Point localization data
━━━━━━━━━━━━━━━━━━━━━━━━━━━━━━
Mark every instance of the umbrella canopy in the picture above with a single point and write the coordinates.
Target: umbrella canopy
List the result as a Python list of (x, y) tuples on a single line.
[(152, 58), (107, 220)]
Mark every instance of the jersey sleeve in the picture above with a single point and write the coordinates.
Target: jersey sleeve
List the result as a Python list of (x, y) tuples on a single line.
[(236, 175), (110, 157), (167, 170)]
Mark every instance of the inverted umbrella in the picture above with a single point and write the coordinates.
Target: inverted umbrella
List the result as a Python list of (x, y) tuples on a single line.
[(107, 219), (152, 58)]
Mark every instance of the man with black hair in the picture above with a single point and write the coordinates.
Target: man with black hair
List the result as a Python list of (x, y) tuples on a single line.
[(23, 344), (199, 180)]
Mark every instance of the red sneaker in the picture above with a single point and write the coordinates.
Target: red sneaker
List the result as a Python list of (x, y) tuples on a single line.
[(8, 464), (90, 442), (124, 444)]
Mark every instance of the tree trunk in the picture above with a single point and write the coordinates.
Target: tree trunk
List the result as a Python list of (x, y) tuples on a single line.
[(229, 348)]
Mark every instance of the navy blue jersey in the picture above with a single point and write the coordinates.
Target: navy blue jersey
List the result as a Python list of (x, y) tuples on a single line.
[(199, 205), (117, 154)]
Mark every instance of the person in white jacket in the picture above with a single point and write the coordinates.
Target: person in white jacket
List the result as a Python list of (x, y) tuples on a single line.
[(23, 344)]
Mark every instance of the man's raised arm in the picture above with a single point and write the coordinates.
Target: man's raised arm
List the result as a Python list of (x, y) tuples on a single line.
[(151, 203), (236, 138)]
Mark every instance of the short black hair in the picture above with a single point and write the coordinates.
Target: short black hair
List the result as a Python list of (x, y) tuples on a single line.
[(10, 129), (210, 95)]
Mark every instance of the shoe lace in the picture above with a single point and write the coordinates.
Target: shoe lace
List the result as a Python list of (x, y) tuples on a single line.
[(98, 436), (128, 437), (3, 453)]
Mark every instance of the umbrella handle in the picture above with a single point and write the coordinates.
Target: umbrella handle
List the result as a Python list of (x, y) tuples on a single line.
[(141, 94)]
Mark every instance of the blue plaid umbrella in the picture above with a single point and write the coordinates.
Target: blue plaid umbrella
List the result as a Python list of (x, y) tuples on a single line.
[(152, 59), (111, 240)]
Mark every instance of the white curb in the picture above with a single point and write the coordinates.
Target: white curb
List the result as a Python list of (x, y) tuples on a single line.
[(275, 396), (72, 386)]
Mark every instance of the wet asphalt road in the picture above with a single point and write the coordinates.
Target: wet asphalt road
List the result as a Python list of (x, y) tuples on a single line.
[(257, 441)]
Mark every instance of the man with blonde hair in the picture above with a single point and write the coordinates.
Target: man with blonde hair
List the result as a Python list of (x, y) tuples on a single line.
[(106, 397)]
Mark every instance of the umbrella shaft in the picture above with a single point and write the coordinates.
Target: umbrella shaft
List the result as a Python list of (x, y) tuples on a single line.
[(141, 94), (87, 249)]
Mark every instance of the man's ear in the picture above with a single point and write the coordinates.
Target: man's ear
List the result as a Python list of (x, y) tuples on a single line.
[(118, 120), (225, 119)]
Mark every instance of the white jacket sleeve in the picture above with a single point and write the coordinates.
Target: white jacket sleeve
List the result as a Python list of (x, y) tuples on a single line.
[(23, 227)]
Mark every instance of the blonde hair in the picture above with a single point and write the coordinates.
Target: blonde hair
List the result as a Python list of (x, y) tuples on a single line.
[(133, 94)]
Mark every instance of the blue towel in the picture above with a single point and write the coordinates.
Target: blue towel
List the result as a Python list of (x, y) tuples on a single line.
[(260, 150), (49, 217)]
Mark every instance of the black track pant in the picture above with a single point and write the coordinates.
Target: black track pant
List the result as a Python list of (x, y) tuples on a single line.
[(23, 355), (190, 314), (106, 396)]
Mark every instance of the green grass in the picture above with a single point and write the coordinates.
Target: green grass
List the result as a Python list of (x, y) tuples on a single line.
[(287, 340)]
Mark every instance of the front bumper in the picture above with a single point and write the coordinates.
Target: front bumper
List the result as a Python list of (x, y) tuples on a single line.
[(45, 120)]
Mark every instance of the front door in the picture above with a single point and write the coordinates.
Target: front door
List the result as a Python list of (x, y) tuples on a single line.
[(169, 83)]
━━━━━━━━━━━━━━━━━━━━━━━━━━━━━━
## What you will do
Among the records above, only the lines between the line holding "Target: umbrella canopy" and the line holding "Mark every instance of the person", inclusive, are to be output, exactly as written.

## Written answer
Target: umbrella canopy
List the result as a Python list of (x, y) tuples on a single line.
[(152, 58), (107, 220)]
Mark every instance of the jersey sleeve in the picture above with a single point and write the coordinates.
Target: jersey sleeve
List the result as a Python list of (x, y) tuples on a single line.
[(236, 175), (110, 157), (167, 170)]
Mark every instance of the inverted umbrella in the picture above with a single point and write the coordinates.
Target: inverted umbrella
List the result as a Python list of (x, y) tuples on a single line.
[(107, 219), (152, 58)]
Mark every instance of the man with black hair in the picture above with a single point and write the coordinates.
Target: man with black hair
List the result as a Python list of (x, y) tuples on a single line.
[(23, 344), (199, 180)]
Mark every instance of the red sneaker in the picture above with a single point and write the coordinates.
Target: red sneaker
List the result as a Python list of (x, y) tuples on a single line.
[(8, 464), (90, 442), (124, 444)]
Mark every instance of the tree trunk in the picture above with a single point and write the coordinates.
Target: tree trunk
List the result as a Python list of (x, y) tuples on a single line.
[(229, 348)]
Mark every instance of the navy blue jersey in the picture above with a single point and write the coordinates.
Target: navy blue jersey
List the result as a Python list of (x, y) tuples on a single line.
[(199, 205), (117, 154)]
Mark every instance of the person in white jacket in the picture above with a single point and write the coordinates.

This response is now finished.